→ **WORK REQUIRED**: Copy out each of the entries below line for line, with no changes.
=-=-=-=-=
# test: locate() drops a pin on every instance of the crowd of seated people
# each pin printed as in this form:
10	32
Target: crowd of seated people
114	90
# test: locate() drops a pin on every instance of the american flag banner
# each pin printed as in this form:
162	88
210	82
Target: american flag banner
=-=-=-=-=
→ **FINISHED TASK**:
# test: locate() drops a pin on every instance of the crowd of seated people
# each pin printed as in this form:
10	32
Target: crowd of seated people
114	90
# test: locate() drops a pin on every instance of the american flag banner
# each pin printed as in this form:
162	88
210	82
Target: american flag banner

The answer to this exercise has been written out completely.